═══ STORED DATA

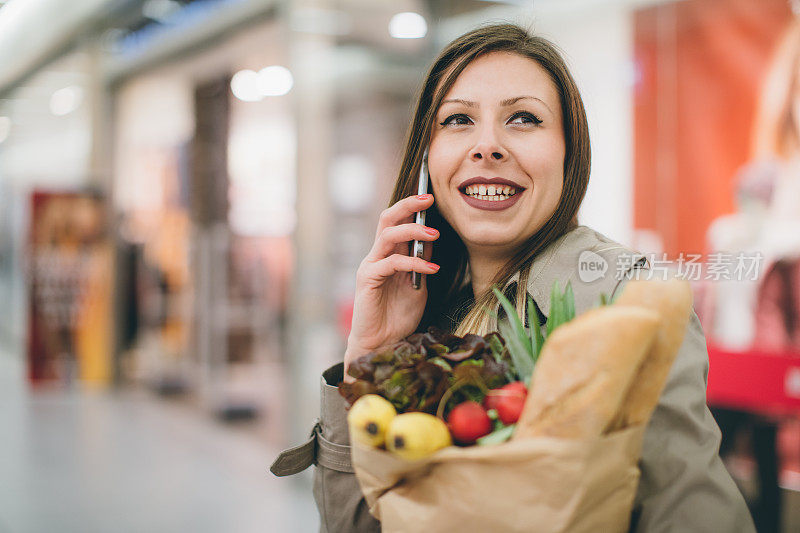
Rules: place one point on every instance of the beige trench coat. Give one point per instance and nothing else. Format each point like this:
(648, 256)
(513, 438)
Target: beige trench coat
(684, 486)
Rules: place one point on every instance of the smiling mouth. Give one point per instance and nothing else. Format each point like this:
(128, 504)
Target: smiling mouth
(491, 193)
(495, 202)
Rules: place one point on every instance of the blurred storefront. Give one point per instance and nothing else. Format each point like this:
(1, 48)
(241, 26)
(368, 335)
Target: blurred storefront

══════

* ASSIGNED TASK: The entries above are to be printed again word for word, with every picture removed.

* RESPONSE AREA:
Rules: place one point on every instance of the beige trench coat. Give one point per instance and nothing else. Format each point like this:
(648, 256)
(513, 438)
Target: beige trench coat
(684, 486)
Rules: place one point on every instance of the smiling mouth. Give one point per instance and nothing else. Format each point like this:
(128, 504)
Target: smiling mouth
(491, 193)
(495, 202)
Rules: place one point on every instance of the blurred storefront. Give one point per instance and nothing else. Format each point like this:
(1, 48)
(241, 26)
(368, 335)
Target: blurred storefront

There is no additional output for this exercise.